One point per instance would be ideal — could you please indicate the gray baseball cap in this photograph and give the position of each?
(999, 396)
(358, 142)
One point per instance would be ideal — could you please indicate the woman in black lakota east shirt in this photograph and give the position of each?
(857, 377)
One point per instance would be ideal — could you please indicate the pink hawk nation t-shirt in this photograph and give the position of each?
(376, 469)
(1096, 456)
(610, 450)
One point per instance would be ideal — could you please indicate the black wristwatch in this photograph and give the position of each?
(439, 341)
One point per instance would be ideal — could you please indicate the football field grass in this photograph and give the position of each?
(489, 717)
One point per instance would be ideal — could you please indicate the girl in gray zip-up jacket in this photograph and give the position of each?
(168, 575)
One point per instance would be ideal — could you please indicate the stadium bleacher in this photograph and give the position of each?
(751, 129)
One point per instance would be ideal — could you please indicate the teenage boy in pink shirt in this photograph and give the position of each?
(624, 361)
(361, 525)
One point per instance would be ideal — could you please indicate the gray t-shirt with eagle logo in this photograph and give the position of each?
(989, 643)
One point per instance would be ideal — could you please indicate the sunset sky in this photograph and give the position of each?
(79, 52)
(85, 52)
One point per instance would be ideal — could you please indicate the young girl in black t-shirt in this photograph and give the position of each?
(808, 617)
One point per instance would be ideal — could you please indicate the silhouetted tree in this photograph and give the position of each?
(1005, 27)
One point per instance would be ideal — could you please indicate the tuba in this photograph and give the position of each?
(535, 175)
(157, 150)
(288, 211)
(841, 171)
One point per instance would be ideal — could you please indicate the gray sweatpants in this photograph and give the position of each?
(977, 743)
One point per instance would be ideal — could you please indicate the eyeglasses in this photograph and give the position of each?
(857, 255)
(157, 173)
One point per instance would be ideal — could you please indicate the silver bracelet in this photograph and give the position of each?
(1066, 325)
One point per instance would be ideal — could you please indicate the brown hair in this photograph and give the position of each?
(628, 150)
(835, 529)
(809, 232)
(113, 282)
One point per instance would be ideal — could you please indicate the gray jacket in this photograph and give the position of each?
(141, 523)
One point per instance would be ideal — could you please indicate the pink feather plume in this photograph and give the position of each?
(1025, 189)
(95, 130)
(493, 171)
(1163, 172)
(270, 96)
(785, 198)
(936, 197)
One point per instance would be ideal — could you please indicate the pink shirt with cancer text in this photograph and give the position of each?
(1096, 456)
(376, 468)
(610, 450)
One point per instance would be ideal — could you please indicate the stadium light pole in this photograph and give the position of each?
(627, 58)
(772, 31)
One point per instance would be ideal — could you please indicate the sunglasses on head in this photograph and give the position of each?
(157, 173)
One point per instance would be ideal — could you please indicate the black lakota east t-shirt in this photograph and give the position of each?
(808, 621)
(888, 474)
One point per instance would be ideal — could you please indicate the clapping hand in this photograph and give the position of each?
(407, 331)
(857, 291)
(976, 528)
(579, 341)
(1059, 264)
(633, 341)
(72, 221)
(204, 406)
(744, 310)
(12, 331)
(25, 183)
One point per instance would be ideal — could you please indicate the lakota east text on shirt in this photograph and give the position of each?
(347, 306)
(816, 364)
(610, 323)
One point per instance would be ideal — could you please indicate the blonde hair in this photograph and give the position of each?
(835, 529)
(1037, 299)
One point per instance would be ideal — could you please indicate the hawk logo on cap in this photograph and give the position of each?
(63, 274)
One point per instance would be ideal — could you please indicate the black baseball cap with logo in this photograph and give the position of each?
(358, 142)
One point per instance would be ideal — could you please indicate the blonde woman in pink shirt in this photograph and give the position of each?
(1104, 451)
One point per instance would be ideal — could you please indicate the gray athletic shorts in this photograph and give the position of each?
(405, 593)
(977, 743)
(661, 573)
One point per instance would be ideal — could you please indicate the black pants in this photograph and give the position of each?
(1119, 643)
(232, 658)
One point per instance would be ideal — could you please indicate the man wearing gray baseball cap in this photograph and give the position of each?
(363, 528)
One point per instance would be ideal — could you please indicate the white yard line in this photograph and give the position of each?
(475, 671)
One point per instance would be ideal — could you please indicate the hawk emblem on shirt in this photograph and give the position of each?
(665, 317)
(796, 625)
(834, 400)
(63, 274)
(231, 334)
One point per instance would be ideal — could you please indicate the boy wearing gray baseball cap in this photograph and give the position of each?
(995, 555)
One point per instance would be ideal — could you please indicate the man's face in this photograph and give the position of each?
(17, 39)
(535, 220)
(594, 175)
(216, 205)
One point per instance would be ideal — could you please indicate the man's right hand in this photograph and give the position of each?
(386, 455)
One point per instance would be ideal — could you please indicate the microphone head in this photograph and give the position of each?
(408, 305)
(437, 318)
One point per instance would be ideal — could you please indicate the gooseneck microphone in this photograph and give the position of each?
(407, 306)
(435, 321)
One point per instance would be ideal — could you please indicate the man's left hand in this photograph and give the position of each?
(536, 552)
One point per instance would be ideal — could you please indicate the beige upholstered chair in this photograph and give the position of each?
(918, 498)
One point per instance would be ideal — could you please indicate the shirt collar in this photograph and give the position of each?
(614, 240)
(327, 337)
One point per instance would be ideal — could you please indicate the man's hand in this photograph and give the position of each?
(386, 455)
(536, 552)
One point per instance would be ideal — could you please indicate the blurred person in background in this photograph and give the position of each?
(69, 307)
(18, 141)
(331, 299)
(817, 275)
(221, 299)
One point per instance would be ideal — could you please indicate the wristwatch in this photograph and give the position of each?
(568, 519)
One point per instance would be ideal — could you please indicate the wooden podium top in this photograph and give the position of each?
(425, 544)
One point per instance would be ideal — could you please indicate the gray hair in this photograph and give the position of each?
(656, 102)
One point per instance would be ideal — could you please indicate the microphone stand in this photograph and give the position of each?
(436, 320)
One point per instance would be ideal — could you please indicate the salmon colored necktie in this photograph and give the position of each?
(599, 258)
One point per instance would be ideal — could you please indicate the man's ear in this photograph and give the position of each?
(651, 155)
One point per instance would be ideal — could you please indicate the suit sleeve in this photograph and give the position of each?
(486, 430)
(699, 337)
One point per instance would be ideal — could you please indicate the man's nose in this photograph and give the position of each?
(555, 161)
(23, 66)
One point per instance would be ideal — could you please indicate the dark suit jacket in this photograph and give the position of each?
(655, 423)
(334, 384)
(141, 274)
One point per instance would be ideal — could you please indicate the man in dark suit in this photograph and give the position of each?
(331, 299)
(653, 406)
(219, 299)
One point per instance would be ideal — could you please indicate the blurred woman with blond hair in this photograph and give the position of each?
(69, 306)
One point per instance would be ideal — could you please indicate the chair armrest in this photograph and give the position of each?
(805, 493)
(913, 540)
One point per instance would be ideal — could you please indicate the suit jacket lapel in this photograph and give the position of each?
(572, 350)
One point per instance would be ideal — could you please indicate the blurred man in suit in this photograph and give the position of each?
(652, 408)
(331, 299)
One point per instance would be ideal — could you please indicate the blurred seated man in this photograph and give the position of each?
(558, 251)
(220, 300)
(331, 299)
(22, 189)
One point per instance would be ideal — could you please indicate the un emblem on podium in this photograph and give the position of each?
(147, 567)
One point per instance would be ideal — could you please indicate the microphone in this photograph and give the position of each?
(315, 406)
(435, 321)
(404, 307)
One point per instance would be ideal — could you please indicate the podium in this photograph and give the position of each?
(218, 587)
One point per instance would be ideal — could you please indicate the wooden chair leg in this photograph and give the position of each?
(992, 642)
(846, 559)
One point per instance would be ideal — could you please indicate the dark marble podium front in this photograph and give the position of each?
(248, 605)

****************

## EXERCISE
Can you repeat every one of the lines above word for word, without changing anything?

## TASK ANSWER
One point per instance would be ideal — could you please indicate the gray baseball cap in this photograph and give the position of each?
(999, 396)
(358, 142)
One point per instance would be ideal — could you please indicate the woman in black lakota east shirt in this photograph and give the position of each?
(857, 377)
One point per instance would be ideal — could you please indicate the pink hawk nation t-shirt in this photograph and give the position of each?
(376, 469)
(1096, 456)
(610, 450)
One point per instance would be ideal — could you please indicate the black wristwatch in this photograph and give the position of each?
(439, 341)
One point per instance would be ideal — could you please indicate the football field grass in this photograph and give the position of each?
(489, 717)
One point per instance would be ideal — could you please indicate the girl in gray zip-up jacket in this photograph and give the position of each?
(168, 575)
One point per instance would be ideal — could you please indicate the stadium bleacher in this photograph and give the position of each?
(751, 129)
One point per instance would be ideal — could you please indicate the teenage boy in pink shirt in this photograph and give the position of each?
(624, 361)
(361, 525)
One point per instance would be ideal — could you please indicate the gray t-shirt with eagle logo in this photograph and give the position of each?
(989, 643)
One point per instance would be ideal — could you please indicate the sunset sky in this photograph and give the position of each?
(79, 52)
(85, 52)
One point per instance would be ideal — could you please indicate the young girl in black t-shirt in this photograph and give the position of each?
(808, 617)
One point per instance would be ideal — could you please indicate the silhouetted tree in this photograph and give the position of each?
(1005, 27)
One point per instance would be ideal — could you please indicate the tuba in this photograph and give the position of each?
(535, 175)
(157, 150)
(288, 211)
(841, 171)
One point per instance would be ideal — could you please indicate the gray sweatpants in this photograph and give the position of each?
(977, 743)
One point per instance would be ideal — could you please indicate the eyeglasses in this photograph and give the position of each?
(857, 255)
(157, 173)
One point per instance would be ideal — could you please indicate the silver bracelet in this photograph and give the position of each?
(1066, 325)
One point per instance would be ideal — could you please indicate the brown hair in this photograph and give the position of each?
(628, 150)
(835, 529)
(809, 232)
(113, 282)
One point per instance would be ideal — could you please indicate the gray jacket in this photograph and give the position of each?
(141, 523)
One point per instance would be ideal — could you please indicate the pink feather plume in this photograph and give the position of each?
(1025, 189)
(95, 130)
(493, 171)
(1163, 172)
(270, 96)
(785, 198)
(936, 197)
One point per instance would be ideal — could you please indicate the pink shirt with cancer text in this photograph and give the position of each?
(1096, 456)
(376, 468)
(610, 450)
One point per instance would be ideal — could you please indicate the stadium light pole in this photograph and give the position of each?
(627, 58)
(772, 31)
One point per instance would be ideal — could you please indicate the sunglasses on head in this photograph and give the position of each?
(157, 173)
One point per instance would be ideal — could you please indicate the black lakota east t-shirt in this photograph and give the position of each?
(808, 621)
(888, 474)
One point per instance would be ideal — could you please indicate the clapping hand in this photograph and give the position of each?
(407, 331)
(857, 291)
(976, 528)
(579, 341)
(1059, 264)
(633, 341)
(72, 221)
(204, 406)
(744, 310)
(12, 331)
(25, 183)
One point per instance would be ideal — could you please indicate the lakota east text on shirt in this photograph and give the position of each?
(347, 306)
(816, 364)
(610, 323)
One point per instance would be ideal — could you please indicate the blonde hair in this photograph and give the position of each?
(835, 529)
(1037, 299)
One point per instance would be ideal — could you please indicate the hawk logo on cap in this photograph and give the position of each?
(63, 274)
One point per instance would be ideal — could you please indicate the black baseball cap with logo in this photograph and give the position of each?
(358, 142)
One point per instance would be ideal — could you please indicate the blonde woman in pink shirt in this photograph and give the position of each?
(1104, 451)
One point per instance would be ideal — could you please indicate the gray athletic shorts in this photograph and give the position of each?
(405, 593)
(977, 743)
(661, 573)
One point per instance would be ideal — could you please indicate the black pants in this photograph and give the position of each?
(1119, 643)
(232, 658)
One point per instance would be ideal — could you please indicate the man wearing gray baseball cap in this photograph and give the position of each?
(363, 528)
One point per instance would be ideal — could you please indicate the white yard line in this photograph and give the position of each?
(475, 671)
One point per instance would be ideal — could you please indicate the hawk emblem on shirt in this photograph and give the position of each?
(665, 317)
(796, 625)
(834, 400)
(63, 274)
(231, 334)
One point per instance would be ideal — could you please indicate the boy wearing gray baseball cap in this photograph and give the position of each?
(995, 555)
One point per instance would be ideal — could you please indicate the man's face in this photograph and give the position of each?
(17, 39)
(535, 220)
(594, 175)
(216, 205)
One point per instance would be ideal — could you please indicate the man's right hand in this photograph and give the position of each?
(386, 455)
One point per instance would be ideal — could you please indicate the microphone head in this photograph and give the position of each?
(408, 305)
(437, 318)
One point per instance would be ideal — could you please indicate the gooseneck microphone in this photograph and give the position of each?
(407, 306)
(435, 321)
One point per instance would be ideal — could you please indicate the man's left hand in this photograph and give the position of each?
(536, 552)
One point per instance would be ideal — could you please indicate the beige upholstered chair in this photograph and give the position of each?
(918, 498)
One point per instance would be ideal — could you please indicate the shirt collar in this photograph and give the position of each?
(614, 240)
(327, 337)
One point per instance would be ideal — could you please indicate the man's hand in this photograph and give the position of each?
(386, 455)
(536, 552)
One point per instance would be ideal — could you please indicate the blurred person in background in this photograph and give the position of each?
(69, 307)
(18, 141)
(331, 299)
(817, 275)
(221, 299)
One point per instance would be ideal — could you please indicate the wristwatch in this photograph and give the position of each?
(568, 519)
One point per instance would be ideal — could you please indicate the wooden podium top in this photograph and give the position of each?
(425, 544)
One point per instance would be ideal — could you please indicate the gray hair in this photograph and give the position of each?
(656, 102)
One point per instance would be ideal — could you please indicate the microphone stand in this photograph and give the position of each?
(436, 320)
One point per instance would be ideal — could you please indicate the salmon colored necktie in this photograph and give the position of each?
(599, 258)
One point per instance would be ideal — could you please indicate the man's ear in this photograph and give the position of each?
(651, 155)
One point per instance would be ideal — could you please indicate the suit sleeve in this photograph and give the position of each?
(486, 430)
(699, 337)
One point per instance would be ideal — could you please indicate the man's nose in this photograph and give the position of each?
(555, 161)
(23, 66)
One point per instance would be ideal — could you please indicate the dark suit jacket in this photograph and give the position of each?
(655, 423)
(334, 384)
(141, 274)
One point per instance would be ideal — could you please indicate the man in dark suit in this photograph and give the position of each?
(331, 299)
(653, 406)
(219, 299)
One point per instance would be ideal — could you please indicate the blurred woman with blond hair in this photograph and give the position of each?
(69, 306)
One point per instance would be ideal — could you please indicate the chair armrest in this photograph and give the position of each?
(805, 493)
(913, 540)
One point per instance would be ideal — could you please indicate the suit jacket lapel in this photograph and give the position of each?
(572, 350)
One point per instance would be ideal — could you please indicate the blurred man in suit in this photograph and give the position of each?
(652, 408)
(331, 299)
One point per instance would be ideal — could you please indicate the blurred seated man in this photograph and give the position of each?
(558, 251)
(220, 300)
(331, 299)
(22, 189)
One point per instance would be ideal — could you please indicate the un emblem on podium in this photograph and give the position of each?
(147, 567)
One point per instance would be ideal — could you please indicate the microphone in this photograph and give the position of each?
(315, 406)
(435, 321)
(404, 307)
One point per instance would be ideal — could you please indicate the podium in this photograph and give the position of each?
(218, 587)
One point per instance would be ideal — could you please indicate the wooden chair leg in this photograph and give the position of each?
(992, 642)
(846, 559)
One point per instance would be ideal — could you please indicate the dark marble podium front in this photograph and give the position of each?
(248, 605)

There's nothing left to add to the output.